>> BEGIN Selected extract
Renewed US interest in South Asia: Impact on Bangladesh

Ron Chepesiuk

South Asia contains more than a billion people or a fifth of the world population and its population growth is one of the world's highest. It's a region of the world in which two big and very dissimilar countries with nuclear weapons often have sharp disagreements.

For these facts alone, what happens in South Asia should be important for the US foreign policy. Yet in reality, until the events of 9-11 and the President George Bush's 'subsequent declaration of war on terror, South Asia has never been a priority on the US foreign policy agenda. During the Cold War, the region stood on the periphery of the US' efforts to contain Soviet power and expansion. Americans, moreover, have historically paid little attention to developments in South Asia, viewing the region as some exotic, if not strange, place on the other side of the world.

In this context, the US relations with India and Pakistan, South Asia's two biggest powers, remained cool during the twentieth century. In an Asia Society report titled “South Asia and the United States after the Cold War”, Satu Limaye summed up the US -South Asia relationship as one that has “vacillated between close embrace and uneasy distance.” Limaye put most of the blame for this inconsistent policy on the US, whose interests, he noted, “have risen and fallen, often abruptly with Cold War cycles, leaving an impression in South Asia of US fickleness, if not as time betrayal.”
>> END Selected extract
>> BEGIN Data extract
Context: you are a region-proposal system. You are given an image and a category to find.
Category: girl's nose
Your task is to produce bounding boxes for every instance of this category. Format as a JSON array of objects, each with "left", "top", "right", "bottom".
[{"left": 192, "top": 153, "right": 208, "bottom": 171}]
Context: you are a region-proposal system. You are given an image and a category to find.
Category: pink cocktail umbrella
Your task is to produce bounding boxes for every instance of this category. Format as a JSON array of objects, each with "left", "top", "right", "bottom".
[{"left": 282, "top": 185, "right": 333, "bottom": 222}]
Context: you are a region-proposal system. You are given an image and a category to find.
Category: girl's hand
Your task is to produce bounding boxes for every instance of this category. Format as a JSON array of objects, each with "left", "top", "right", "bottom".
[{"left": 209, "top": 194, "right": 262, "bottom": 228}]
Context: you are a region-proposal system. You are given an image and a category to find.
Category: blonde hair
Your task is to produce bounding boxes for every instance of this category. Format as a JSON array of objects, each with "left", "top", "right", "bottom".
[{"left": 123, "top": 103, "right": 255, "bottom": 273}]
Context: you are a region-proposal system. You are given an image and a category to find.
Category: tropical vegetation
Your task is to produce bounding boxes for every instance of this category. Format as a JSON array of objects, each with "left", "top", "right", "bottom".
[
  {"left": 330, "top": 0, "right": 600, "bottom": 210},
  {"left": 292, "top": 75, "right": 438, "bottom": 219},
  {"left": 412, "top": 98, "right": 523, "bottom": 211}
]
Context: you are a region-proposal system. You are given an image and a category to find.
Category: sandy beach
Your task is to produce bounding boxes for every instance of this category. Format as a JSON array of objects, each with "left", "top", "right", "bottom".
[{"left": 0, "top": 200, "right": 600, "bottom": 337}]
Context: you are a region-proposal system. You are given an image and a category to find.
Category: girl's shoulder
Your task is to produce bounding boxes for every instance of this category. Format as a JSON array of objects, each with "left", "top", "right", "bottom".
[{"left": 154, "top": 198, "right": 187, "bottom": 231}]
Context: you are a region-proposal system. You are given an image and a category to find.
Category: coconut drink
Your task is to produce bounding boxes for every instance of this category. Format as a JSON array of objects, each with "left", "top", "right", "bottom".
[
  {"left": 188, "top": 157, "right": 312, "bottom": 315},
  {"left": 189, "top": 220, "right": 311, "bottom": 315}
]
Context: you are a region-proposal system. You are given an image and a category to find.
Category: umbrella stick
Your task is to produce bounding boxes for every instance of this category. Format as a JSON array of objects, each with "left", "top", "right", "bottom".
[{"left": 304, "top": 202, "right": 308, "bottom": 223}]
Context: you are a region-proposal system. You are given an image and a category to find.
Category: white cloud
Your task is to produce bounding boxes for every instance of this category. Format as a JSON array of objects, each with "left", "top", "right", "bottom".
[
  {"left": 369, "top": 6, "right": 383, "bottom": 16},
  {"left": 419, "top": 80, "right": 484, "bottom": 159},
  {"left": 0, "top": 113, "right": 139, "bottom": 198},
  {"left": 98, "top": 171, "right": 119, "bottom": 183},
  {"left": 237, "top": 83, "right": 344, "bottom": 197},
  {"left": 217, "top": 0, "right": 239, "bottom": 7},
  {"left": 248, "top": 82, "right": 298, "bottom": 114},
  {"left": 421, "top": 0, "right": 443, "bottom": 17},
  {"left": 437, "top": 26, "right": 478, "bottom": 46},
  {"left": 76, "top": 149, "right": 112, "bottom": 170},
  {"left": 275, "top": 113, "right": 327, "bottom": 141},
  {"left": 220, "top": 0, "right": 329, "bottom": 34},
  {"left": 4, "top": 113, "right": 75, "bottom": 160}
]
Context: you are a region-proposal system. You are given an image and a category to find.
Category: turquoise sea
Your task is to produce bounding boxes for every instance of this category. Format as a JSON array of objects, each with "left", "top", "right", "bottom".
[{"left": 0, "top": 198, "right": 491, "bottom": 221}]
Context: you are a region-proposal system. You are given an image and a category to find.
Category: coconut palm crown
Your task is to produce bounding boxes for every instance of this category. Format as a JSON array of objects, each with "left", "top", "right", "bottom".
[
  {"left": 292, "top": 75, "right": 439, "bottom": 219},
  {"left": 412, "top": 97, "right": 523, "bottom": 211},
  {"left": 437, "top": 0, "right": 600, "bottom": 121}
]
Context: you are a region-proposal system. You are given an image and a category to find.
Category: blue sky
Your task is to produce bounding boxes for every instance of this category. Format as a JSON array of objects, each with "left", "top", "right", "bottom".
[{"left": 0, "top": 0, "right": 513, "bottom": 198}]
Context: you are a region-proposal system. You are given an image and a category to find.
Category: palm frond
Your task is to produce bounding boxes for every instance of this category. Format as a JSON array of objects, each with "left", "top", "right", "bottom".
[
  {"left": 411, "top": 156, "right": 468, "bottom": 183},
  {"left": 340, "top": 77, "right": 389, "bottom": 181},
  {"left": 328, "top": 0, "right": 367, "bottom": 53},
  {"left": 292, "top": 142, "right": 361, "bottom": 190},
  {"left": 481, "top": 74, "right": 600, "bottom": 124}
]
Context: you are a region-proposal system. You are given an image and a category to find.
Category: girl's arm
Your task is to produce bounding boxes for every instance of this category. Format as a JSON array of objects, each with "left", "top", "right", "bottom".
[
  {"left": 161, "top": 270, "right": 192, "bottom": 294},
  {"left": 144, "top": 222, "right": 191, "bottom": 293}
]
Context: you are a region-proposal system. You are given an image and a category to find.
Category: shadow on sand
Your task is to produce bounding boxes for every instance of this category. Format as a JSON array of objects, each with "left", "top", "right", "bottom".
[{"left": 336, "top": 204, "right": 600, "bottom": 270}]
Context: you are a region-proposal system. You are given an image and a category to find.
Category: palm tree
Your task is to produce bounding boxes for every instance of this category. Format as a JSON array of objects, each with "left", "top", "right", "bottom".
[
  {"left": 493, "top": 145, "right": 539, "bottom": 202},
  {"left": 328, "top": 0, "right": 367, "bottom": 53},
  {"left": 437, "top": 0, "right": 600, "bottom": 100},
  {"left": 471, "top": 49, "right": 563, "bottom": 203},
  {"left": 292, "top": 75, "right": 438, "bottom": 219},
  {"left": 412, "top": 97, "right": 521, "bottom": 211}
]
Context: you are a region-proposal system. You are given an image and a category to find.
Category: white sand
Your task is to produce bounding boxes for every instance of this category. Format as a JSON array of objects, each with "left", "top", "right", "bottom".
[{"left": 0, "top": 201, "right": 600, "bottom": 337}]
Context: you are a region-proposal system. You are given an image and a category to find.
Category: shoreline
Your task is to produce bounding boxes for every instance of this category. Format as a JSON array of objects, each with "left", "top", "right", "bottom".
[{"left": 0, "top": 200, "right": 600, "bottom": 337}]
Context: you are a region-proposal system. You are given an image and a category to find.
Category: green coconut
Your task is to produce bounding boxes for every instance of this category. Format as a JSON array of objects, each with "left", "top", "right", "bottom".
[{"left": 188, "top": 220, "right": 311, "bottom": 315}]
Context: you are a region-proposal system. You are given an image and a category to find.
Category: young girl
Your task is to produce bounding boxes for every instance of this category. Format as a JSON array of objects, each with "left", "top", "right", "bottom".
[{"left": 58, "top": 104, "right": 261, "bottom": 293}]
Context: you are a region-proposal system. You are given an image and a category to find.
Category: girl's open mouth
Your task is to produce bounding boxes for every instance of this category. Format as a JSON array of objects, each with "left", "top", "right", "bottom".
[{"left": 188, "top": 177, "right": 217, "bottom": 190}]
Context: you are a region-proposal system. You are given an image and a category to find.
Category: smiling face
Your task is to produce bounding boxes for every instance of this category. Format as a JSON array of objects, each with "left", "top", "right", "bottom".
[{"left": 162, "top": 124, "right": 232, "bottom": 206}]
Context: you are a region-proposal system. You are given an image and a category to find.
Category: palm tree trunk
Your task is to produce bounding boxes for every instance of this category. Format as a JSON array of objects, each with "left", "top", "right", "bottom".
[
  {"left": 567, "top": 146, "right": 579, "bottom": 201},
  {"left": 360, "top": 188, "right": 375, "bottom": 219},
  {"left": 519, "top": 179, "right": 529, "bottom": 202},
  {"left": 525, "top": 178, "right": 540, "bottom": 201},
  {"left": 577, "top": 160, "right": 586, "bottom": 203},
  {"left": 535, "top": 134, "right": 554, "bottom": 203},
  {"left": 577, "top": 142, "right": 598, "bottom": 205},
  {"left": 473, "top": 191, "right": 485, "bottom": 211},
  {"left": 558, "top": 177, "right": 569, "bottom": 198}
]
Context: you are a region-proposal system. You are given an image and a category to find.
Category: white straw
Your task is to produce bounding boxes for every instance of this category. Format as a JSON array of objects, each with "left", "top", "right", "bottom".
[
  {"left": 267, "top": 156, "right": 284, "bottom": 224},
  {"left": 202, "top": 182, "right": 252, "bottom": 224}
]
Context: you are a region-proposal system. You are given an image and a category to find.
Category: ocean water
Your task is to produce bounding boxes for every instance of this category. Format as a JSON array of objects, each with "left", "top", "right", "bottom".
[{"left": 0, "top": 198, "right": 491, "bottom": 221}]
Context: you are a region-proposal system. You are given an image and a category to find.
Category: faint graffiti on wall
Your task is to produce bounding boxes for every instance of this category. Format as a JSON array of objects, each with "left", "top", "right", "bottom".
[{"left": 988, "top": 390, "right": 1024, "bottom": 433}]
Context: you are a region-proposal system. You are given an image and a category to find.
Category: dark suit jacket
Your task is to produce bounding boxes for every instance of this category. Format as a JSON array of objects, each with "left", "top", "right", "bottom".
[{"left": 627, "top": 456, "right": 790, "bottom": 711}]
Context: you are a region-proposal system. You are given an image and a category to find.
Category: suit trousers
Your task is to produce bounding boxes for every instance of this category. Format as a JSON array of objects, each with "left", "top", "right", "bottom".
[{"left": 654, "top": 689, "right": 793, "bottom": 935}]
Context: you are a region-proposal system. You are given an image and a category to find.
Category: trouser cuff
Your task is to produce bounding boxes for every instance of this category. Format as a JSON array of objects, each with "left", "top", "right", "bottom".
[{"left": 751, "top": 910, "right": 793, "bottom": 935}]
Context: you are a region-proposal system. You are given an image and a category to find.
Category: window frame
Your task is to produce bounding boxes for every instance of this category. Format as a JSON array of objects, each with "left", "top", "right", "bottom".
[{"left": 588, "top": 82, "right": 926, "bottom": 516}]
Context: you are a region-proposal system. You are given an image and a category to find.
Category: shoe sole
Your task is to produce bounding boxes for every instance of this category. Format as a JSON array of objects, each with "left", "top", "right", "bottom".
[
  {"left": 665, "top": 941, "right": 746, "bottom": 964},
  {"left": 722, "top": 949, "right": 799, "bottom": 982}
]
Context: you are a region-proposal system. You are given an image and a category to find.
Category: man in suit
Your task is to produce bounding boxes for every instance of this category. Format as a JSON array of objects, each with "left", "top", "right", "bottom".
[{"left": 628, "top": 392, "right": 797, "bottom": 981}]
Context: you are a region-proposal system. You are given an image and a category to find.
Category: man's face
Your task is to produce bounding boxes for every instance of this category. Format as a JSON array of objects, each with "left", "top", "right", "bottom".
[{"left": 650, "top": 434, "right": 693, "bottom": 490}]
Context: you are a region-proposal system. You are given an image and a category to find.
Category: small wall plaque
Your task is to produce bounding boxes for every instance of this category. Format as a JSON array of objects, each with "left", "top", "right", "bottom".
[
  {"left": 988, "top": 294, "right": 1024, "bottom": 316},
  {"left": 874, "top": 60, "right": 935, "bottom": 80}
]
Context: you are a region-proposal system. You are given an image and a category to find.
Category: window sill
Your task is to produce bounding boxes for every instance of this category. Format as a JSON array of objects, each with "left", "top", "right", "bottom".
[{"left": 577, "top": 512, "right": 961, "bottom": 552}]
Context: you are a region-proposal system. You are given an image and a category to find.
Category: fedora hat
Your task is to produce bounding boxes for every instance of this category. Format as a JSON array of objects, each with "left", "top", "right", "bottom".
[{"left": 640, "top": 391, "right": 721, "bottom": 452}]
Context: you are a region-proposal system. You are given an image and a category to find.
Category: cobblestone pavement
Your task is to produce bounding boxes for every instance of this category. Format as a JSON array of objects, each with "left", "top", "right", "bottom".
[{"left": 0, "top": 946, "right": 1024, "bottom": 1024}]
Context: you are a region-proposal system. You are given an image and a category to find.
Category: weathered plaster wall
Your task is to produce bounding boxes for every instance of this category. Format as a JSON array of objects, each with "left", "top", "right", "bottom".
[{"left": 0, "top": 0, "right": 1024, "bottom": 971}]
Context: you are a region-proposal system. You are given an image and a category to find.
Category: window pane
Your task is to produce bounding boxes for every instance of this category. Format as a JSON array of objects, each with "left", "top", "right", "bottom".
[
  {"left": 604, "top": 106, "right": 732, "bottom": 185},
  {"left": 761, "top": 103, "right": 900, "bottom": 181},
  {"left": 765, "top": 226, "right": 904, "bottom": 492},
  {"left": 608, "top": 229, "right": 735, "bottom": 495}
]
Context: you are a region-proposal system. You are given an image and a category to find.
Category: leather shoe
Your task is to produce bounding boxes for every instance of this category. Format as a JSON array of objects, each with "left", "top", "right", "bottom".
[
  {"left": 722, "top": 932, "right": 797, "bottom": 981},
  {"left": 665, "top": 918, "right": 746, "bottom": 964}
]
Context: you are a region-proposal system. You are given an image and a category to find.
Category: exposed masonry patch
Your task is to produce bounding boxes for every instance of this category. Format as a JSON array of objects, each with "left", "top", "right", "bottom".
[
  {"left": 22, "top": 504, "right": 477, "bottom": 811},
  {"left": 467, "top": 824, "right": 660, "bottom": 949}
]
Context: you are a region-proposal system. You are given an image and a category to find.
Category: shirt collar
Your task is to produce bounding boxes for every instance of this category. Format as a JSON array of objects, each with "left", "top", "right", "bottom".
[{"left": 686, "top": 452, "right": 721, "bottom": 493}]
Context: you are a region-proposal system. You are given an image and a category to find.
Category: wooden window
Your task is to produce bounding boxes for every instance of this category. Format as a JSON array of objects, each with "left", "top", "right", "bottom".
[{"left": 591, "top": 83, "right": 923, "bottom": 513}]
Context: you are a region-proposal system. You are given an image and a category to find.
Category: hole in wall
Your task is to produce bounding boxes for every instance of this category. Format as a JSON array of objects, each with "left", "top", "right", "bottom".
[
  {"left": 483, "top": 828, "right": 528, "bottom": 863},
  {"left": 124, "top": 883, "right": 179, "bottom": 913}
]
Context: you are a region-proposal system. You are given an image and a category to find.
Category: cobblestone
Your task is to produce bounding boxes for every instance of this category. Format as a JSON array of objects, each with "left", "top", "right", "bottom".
>> END Data extract
» Written instruction 1
From the article on US interest in South Asia, copy everything from "Ron Chepesiuk" down to "have sharp disagreements.".
» Written instruction 2
In the article on US interest in South Asia, which organization published the report titled "South Asia and the United States after the Cold War"?
» Written instruction 3
List every person named in the article on US interest in South Asia.

» Exercise result 1
Ron Chepesiuk

South Asia contains more than a billion people or a fifth of the world population and its population growth is one of the world's highest. It's a region of the world in which two big and very dissimilar countries with nuclear weapons often have sharp disagreements.

» Exercise result 2
The Asia Society.

» Exercise result 3
Ron Chepesiuk
George Bush
Satu Limaye